**WHAT TO PRODUCE**. Rewrite the data from the line with "tank and put a dot on each instance?" through the line with "(1168, 808)", putting "spray" in place of "sprayer" and leaving everything else the same.

***** ENTRIES *****

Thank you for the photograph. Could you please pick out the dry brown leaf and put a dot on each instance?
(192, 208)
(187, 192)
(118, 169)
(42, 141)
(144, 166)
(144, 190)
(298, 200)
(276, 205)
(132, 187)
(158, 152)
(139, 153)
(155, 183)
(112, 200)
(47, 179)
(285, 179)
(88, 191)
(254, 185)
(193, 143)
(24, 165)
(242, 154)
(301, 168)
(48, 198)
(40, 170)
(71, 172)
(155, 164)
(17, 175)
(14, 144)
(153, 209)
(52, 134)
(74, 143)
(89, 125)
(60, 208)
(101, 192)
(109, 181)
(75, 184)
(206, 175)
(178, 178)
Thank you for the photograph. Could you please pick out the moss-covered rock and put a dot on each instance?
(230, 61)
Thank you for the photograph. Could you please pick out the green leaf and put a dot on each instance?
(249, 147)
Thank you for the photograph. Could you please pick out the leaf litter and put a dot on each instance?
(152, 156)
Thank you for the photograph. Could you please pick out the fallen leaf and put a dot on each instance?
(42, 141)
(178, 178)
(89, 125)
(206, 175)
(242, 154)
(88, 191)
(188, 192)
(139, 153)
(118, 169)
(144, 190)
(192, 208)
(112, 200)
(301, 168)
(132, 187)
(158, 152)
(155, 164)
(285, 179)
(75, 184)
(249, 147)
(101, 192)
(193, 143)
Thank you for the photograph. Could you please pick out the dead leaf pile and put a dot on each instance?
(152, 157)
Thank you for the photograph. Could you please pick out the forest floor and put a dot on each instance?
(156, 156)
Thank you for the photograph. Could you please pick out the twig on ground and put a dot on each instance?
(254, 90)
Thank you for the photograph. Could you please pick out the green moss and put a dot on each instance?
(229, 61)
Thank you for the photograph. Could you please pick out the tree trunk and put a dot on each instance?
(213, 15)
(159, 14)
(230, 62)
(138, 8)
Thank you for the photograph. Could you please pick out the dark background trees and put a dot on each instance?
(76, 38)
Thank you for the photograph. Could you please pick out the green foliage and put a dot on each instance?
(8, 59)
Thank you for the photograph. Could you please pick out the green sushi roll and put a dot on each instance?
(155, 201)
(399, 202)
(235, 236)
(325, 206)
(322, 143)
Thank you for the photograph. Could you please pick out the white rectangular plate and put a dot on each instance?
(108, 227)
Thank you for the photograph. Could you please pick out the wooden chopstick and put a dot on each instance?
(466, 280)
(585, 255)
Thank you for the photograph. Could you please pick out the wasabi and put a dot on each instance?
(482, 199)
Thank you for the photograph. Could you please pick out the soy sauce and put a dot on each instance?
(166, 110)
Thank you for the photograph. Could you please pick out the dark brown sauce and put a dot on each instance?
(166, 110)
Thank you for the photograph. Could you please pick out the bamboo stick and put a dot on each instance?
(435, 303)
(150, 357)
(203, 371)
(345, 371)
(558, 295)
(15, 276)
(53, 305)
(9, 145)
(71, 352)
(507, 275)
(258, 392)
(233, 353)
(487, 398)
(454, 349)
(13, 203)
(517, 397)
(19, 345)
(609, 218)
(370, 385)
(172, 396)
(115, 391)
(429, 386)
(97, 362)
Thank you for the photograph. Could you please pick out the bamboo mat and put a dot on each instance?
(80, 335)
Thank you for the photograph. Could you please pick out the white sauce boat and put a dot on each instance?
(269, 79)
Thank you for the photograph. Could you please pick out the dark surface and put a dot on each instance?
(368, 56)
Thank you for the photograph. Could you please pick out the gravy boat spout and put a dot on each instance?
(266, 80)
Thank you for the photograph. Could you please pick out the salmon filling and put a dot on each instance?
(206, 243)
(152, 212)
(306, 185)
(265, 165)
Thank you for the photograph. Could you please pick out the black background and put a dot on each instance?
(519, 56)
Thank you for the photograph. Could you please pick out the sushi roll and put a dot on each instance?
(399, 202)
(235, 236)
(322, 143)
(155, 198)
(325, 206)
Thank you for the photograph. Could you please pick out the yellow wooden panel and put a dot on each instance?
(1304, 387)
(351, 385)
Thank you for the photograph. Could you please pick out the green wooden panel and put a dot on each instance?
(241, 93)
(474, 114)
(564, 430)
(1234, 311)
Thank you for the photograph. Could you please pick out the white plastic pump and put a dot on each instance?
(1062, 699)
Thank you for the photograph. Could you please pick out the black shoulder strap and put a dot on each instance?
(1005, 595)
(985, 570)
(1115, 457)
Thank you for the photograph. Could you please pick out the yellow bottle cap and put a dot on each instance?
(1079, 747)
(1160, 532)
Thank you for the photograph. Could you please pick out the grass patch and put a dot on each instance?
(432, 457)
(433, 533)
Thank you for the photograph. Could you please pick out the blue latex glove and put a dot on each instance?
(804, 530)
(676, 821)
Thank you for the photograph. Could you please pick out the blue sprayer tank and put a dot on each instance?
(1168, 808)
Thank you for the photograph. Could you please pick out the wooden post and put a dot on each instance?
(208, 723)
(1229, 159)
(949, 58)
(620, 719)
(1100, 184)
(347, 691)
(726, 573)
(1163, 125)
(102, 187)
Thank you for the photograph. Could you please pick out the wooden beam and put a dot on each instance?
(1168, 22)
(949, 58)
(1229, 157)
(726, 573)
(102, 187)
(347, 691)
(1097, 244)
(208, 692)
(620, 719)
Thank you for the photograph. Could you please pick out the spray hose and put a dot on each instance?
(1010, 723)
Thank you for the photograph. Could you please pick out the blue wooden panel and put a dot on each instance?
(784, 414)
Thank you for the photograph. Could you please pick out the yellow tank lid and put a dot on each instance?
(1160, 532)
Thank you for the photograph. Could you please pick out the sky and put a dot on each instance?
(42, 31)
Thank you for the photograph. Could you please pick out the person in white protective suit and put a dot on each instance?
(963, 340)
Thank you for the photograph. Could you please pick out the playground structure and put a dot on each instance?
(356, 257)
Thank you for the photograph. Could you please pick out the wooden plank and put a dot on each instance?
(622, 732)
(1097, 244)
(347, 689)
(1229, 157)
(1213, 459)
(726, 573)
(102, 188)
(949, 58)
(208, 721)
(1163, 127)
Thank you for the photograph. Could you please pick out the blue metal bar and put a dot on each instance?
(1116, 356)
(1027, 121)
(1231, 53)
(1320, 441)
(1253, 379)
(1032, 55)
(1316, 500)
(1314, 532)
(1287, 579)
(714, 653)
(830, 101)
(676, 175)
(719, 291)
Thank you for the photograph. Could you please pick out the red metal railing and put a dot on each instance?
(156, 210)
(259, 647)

*****

**RESULT OF THIS TASK**.
Thank you for the photograph. Could you please pick out the blue spray tank and put a dot on each instance?
(1168, 808)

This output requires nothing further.